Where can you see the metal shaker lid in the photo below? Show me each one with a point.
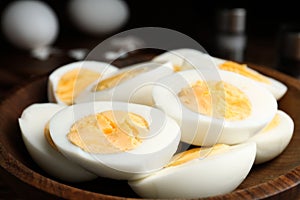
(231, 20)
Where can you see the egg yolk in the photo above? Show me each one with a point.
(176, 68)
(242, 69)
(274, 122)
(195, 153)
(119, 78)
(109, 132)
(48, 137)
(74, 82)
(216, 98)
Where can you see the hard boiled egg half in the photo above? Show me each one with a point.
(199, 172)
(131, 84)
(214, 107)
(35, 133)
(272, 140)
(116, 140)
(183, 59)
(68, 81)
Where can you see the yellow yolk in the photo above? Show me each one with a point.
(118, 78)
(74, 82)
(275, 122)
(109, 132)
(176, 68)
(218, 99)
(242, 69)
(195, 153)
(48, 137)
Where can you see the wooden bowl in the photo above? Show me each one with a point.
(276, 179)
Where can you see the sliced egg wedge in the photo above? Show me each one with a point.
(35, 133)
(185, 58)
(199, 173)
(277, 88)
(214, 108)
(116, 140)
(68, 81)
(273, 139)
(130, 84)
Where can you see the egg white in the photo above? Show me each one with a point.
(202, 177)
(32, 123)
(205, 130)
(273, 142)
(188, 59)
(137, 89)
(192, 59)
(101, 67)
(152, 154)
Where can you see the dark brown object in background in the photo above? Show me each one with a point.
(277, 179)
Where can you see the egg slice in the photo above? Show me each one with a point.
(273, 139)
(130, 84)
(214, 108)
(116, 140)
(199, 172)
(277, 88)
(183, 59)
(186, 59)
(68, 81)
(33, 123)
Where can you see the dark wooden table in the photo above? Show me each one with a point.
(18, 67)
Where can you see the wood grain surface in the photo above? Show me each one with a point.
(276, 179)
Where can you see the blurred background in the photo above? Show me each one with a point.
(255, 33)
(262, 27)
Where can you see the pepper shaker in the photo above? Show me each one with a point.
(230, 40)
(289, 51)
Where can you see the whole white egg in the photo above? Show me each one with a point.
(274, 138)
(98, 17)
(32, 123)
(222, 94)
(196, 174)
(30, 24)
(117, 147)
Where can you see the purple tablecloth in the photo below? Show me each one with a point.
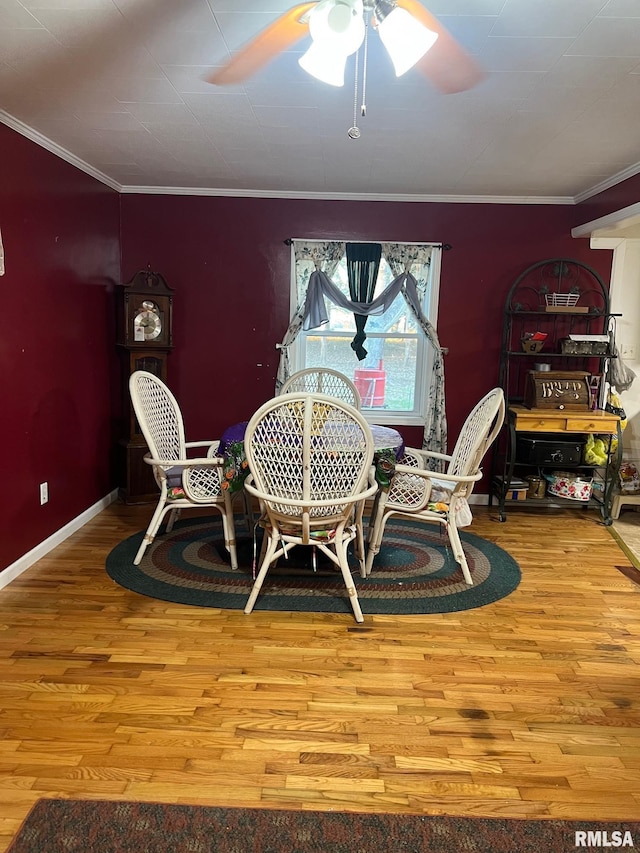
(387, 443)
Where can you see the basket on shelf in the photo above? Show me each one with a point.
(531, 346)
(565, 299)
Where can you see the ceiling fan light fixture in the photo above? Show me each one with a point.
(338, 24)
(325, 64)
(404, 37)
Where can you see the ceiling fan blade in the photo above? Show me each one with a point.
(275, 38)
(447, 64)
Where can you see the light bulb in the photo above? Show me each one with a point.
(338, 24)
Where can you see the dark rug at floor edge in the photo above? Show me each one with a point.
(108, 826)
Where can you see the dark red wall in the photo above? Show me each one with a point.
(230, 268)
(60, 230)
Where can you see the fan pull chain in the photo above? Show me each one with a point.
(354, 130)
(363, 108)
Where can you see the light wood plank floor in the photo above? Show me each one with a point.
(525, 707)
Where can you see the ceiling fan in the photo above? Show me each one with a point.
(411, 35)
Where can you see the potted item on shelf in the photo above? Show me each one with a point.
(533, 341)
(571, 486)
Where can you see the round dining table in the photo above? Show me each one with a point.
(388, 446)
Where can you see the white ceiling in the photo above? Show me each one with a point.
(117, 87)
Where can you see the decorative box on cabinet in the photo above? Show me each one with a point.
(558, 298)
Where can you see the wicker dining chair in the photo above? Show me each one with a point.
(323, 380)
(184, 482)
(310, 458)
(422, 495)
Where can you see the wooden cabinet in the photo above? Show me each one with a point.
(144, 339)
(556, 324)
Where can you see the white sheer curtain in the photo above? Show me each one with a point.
--
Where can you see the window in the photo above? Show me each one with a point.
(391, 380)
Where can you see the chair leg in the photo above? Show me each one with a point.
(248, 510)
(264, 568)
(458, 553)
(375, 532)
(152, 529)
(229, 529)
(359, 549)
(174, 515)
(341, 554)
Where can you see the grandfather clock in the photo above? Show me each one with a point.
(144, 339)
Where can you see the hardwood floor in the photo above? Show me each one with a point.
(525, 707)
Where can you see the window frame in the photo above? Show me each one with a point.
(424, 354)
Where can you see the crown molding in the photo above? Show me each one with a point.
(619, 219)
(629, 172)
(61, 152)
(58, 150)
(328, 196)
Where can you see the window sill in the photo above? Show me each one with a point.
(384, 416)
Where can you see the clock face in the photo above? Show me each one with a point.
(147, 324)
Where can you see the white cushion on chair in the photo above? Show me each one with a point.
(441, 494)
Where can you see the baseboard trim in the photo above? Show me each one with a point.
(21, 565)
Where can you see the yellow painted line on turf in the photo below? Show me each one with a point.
---
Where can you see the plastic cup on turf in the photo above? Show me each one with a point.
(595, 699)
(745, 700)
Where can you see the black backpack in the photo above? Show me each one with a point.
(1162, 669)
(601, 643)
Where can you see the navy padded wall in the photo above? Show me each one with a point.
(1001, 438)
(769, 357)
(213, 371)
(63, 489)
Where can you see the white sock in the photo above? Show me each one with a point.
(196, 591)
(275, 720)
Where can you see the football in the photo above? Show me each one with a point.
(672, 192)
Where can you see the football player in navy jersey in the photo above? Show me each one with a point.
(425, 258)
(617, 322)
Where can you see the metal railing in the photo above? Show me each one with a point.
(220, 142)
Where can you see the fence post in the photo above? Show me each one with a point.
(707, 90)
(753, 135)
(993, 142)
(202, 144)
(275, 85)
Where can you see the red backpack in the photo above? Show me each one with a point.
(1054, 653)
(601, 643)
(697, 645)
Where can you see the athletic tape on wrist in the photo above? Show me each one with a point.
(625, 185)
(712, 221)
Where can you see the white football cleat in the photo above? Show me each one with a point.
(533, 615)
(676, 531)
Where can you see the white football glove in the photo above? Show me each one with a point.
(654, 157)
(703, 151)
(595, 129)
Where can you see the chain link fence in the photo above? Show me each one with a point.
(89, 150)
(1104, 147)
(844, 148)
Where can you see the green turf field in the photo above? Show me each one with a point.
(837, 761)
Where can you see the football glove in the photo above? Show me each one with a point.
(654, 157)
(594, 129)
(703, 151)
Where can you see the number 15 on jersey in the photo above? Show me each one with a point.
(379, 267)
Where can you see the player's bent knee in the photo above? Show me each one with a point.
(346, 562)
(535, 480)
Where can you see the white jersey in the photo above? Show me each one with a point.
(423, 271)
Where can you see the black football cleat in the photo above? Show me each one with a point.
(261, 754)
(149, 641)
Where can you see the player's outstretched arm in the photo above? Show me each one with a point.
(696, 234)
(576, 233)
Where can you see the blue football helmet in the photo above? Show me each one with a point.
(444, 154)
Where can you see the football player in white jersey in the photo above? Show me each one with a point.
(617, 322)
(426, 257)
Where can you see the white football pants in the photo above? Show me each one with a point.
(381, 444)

* _Directions for this task_
When you reach the line with "Where can you see the window sill" in the records above, start writing out lines exactly, and stop once the line with "Where can you see the yellow painted" has been written; include nothing else.

* _Task result_
Where can you see the window sill in the photo above? Show me each one with a point.
(384, 416)
Where can you see the clock face in the photo above? Show me each one with a point.
(147, 324)
Where can you see the white cushion on chair in the photo above? Show me each one with a point.
(441, 494)
Where can you see the baseboard trim in the photo above? Show me each one with a point.
(21, 565)
Where can you see the yellow painted line on turf in the photo below? Show me each one with a point.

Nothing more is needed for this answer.